Opdrachten:
1. Beantwoord met behulp van de tekst over de evaluatie van de experimenten:
(a) Wanneer zal er al een evaluatie worden gemaakt?
(b) Waarover zal het Ctsv worden gevraagd te rapporteren?
(c) Wie informeert het parlement over de resultaten van de experimenten?
2. Haal uit de tekst over de evaluatie van de experimenten letterlijk het stuk dat begint bij "Tijdens de looptijd" en doorloopt tot en met "van de maatregel.".

Tekstfragment:

★ ★ ★ ★ ★ ★ ★

Tijdens de looptijd van de experimenten zal reeds een evaluatie worden gemaakt. Deze evaluatie zal voor een belangrijk deel gebaseerd zijn op informatie van het Lisv en het Ctsv. Het Lisv zal worden verzocht informatie te verstrekken over de wijze waarop de maatregel is geïmplementeerd en uitgevoerd, de uitvoeringskosten, de eventuele knelpunten die tijdens de uitvoering aan het licht zijn gekomen en over de uitkomsten en de vastgestelde effecten van de maatregel.

Het Ctsv zal worden verzocht te rapporteren over de rechtmatigheid en de doelmatigheid van de uitvoering van de experimenten. De Minister van SZW zal het parlement mede op basis van deze rapportages informeren over de resultaten van de experimenten. Bij de evaluatie zal hij zijn standpunt kenbaar maken over de vraag of de experimentele maatregel als wettelijke maatregel moet worden voortgezet, dan wel dat de uitvoering van de maatregel zal worden beëindigd.

  • 6.

★ ★ ★ ★ ★ ★ ★

Detectievoorbeelden:
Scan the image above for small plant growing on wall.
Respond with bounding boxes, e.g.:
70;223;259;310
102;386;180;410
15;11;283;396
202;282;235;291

★ ★ ★ ★ ★ ★ ★

Verwachte antwoorden:
1.
(a) Tijdens de looptijd van de experimenten.
(b) Over de rechtmatigheid en de doelmatigheid van de uitvoering van de experimenten.
(c) De Minister van SZW.

2.
Tijdens de looptijd van de experimenten zal reeds een evaluatie worden gemaakt. Deze evaluatie zal voor een belangrijk deel gebaseerd zijn op informatie van het Lisv en het Ctsv. Het Lisv zal worden verzocht informatie te verstrekken over de wijze waarop de maatregel is geïmplementeerd en uitgevoerd, de uitvoeringskosten, de eventuele knelpunten die tijdens de uitvoering aan het licht zijn gekomen en over de uitkomsten en de vastgestelde effecten van de maatregel.